## Start Data to use

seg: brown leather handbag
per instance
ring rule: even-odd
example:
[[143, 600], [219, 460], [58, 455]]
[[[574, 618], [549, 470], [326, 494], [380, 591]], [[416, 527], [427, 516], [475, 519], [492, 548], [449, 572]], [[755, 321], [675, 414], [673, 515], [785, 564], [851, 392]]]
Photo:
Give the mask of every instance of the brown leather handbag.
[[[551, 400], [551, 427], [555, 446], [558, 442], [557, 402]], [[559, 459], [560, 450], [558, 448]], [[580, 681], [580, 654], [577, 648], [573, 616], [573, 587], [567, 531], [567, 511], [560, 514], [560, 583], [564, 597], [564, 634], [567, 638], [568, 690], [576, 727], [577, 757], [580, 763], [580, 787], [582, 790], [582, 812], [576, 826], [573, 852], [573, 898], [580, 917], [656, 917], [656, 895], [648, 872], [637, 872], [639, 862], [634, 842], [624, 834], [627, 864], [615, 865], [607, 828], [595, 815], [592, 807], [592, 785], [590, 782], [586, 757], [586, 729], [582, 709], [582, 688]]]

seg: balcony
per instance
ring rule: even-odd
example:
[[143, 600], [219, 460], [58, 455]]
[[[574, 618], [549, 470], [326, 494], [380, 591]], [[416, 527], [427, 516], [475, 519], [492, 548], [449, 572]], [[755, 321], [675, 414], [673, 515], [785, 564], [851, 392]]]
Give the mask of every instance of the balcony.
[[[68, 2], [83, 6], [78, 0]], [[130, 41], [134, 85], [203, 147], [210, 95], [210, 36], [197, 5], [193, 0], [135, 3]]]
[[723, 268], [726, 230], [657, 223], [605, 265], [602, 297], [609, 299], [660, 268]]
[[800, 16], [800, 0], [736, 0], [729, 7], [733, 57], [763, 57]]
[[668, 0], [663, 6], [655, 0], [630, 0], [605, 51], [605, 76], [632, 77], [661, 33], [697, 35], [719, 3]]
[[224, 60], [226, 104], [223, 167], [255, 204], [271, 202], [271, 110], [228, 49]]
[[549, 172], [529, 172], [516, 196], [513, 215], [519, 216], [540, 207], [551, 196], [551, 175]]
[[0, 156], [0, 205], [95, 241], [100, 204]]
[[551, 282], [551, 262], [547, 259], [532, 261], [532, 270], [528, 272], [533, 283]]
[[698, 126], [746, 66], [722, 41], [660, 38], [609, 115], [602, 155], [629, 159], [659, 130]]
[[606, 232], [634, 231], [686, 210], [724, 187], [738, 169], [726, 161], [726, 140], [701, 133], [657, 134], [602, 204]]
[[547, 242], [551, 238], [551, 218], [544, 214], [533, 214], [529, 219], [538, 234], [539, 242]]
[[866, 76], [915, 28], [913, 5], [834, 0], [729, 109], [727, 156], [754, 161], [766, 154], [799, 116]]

## End Data to use

Rewrite the listing above, replacing "ring rule" with "fill rule" everywhere and leaving everything else unchanged.

seg: brown leather handbag
per instance
fill rule: even-odd
example:
[[143, 600], [219, 460], [58, 455]]
[[[574, 618], [549, 470], [326, 494], [380, 591]], [[416, 527], [427, 516], [475, 519], [492, 548], [449, 572]], [[755, 321], [675, 414], [673, 515], [785, 564], [851, 392]]]
Photo:
Give the mask of every instance of the brown leather handbag.
[[[551, 400], [551, 427], [555, 446], [558, 442], [557, 402]], [[559, 459], [560, 450], [558, 448]], [[580, 681], [580, 654], [577, 648], [573, 616], [573, 587], [567, 531], [567, 511], [560, 514], [560, 583], [564, 597], [564, 634], [567, 638], [568, 690], [576, 727], [577, 757], [580, 763], [580, 787], [582, 790], [582, 812], [576, 826], [573, 852], [573, 898], [580, 917], [656, 917], [656, 895], [648, 872], [637, 872], [639, 862], [634, 842], [624, 834], [627, 864], [615, 865], [607, 828], [595, 815], [592, 807], [592, 785], [590, 782], [586, 757], [586, 729], [582, 709], [582, 688]]]

seg: balcony
per instance
fill rule: even-odd
example:
[[143, 600], [219, 460], [58, 455]]
[[[574, 618], [549, 470], [326, 494], [380, 591]], [[416, 527], [427, 516], [475, 519], [492, 548], [449, 572]], [[755, 321], [675, 414], [673, 515], [785, 564], [851, 392]]]
Give the mask of every instance of the balcony.
[[[68, 2], [83, 6], [78, 0]], [[130, 41], [134, 85], [203, 147], [210, 95], [210, 36], [197, 5], [193, 0], [135, 3]]]
[[723, 268], [726, 230], [657, 223], [605, 265], [602, 297], [609, 299], [660, 268]]
[[800, 16], [800, 0], [736, 0], [729, 7], [733, 57], [763, 57]]
[[668, 0], [663, 6], [655, 0], [630, 0], [605, 51], [605, 76], [632, 77], [661, 33], [697, 35], [719, 3]]
[[224, 60], [226, 104], [223, 167], [255, 204], [271, 202], [271, 110], [228, 49]]
[[549, 172], [529, 172], [516, 196], [513, 215], [519, 216], [540, 207], [551, 196], [551, 175]]
[[0, 156], [0, 205], [95, 241], [100, 204]]
[[551, 282], [551, 262], [547, 259], [532, 261], [532, 270], [528, 272], [533, 283]]
[[698, 126], [746, 66], [722, 41], [660, 38], [609, 115], [602, 155], [629, 159], [659, 130]]
[[606, 232], [634, 231], [686, 210], [724, 187], [738, 169], [726, 161], [726, 140], [701, 133], [657, 134], [602, 204]]
[[547, 242], [551, 238], [551, 218], [544, 214], [533, 214], [529, 219], [538, 234], [539, 242]]
[[866, 76], [915, 28], [913, 5], [834, 0], [729, 109], [727, 156], [754, 161], [766, 154], [799, 116]]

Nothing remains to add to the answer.